* _What to produce_:
Condense the paragraph that begins "The short answer:" in the hoarding excerpt below into a short bulleted list that keeps its main facts.

* _Excerpt_:
By David F. Tolin, Ph.D. author of Buried In Treasures: Help for Compulsive Acquiring, Saving, and Hoarding.


In our hoarding clinic and research program, one of the most common inquiries I get goes something like this: “My [mother, father, sibling, friend, spouse, etc.] has a terrible hoarding problem. But he/she doesn’t seem to recognize that it’s a problem, and isn’t interested in doing anything about it. How can I make him/her see that this is a problem and get the help he/she so badly needs?”

The short answer: In most cases, you can’t. That is, assuming that your loved one is an adult who is legally competent to manage his/her own affairs (meaning he/she has not been declared incompetent by a judge and appointed a legal guardian), and the clutter is not immediately life-threatening, he/she has the right to hoard, even though the hoarding might have terrible consequences for his/her quality of life.

The long answer: Even though in most cases you can’t make the person do anything, you can alter your approach to minimize the likelihood of getting a defensive or “stubborn” reaction. Often, it’s tempting to start arguing with the person, trying to persuade them to see things the way you do. This kind of direct confrontation rarely works. We find that the best way to help people increase their motivation to work on the problem is to start with three key assumptions:

  1. Ambivalence is normal.
  2. People have a right to make their own choices.
  3. Nothing will happen until the person is ready to change.


Here are some general principles to guide your conversations:

Show Empathy. Showing empathy doesn’t necessarily mean that you agree with everything the person says. But it does mean you are willing to listen and to try to see things from the other person’s perspective.

Don’t Argue. There is simply no point in arguing about hoarding. The harder you argue, the more the person is likely to argue back. The only solution is to get out of the argument.

* _Material provided_:
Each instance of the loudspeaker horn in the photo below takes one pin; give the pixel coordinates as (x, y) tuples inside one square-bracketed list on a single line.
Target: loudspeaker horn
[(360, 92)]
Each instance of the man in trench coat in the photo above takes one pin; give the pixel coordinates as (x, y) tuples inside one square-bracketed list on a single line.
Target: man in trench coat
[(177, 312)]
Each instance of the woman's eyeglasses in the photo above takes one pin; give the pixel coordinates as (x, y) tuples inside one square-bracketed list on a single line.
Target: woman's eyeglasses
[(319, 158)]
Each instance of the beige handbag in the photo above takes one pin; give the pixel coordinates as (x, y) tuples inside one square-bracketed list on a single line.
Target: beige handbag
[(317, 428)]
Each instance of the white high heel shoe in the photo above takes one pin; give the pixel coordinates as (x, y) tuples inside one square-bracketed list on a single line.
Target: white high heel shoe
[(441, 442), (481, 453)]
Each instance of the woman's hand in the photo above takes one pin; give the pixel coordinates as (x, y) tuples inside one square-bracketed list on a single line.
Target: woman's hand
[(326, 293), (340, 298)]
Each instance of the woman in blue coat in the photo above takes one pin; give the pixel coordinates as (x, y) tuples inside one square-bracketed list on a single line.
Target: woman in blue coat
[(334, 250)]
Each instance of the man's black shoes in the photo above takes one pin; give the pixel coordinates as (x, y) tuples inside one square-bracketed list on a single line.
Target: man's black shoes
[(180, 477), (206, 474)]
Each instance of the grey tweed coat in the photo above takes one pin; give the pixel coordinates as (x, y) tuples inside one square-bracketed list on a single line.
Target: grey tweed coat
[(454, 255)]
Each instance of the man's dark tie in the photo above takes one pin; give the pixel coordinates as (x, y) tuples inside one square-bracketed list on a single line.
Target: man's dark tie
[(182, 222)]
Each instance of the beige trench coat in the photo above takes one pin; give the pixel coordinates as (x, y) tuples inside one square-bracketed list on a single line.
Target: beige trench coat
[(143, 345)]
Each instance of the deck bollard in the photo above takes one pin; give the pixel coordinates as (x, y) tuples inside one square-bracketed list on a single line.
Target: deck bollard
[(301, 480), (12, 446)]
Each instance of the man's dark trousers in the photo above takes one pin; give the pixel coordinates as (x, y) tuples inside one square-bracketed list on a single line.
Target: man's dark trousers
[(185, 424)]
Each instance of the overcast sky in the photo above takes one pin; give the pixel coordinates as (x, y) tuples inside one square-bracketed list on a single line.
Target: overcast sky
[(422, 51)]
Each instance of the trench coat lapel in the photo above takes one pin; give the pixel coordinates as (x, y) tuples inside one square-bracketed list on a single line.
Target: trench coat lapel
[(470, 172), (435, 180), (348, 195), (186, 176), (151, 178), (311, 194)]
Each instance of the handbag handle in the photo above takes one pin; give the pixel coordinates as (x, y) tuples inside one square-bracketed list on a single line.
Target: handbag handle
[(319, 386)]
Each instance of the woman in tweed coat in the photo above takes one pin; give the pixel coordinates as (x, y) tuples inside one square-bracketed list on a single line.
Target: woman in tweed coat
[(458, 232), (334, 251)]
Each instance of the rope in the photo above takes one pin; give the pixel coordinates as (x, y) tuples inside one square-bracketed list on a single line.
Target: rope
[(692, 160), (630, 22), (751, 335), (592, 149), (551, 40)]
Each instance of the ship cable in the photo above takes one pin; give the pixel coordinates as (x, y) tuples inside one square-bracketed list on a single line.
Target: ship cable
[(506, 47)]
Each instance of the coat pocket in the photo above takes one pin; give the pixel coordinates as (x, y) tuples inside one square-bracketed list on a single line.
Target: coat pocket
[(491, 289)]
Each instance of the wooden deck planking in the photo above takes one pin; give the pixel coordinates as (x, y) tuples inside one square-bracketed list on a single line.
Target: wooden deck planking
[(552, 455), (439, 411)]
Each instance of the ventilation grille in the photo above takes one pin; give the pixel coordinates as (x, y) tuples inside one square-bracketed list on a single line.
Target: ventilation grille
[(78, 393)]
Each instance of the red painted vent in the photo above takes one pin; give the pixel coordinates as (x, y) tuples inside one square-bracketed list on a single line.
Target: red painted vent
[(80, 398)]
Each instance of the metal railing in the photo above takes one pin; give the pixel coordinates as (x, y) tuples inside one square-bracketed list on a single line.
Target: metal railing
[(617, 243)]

* _Response to the task_:
- In most cases, you cannot make a loved one who hoards recognize the problem and get help.
- This applies when the person is an adult legally competent to manage their own affairs, meaning no judge has declared them incompetent and appointed a legal guardian.
- It also applies when the clutter is not immediately life-threatening.
- Under these conditions, the person has the right to hoard, even if it may seriously harm their quality of life.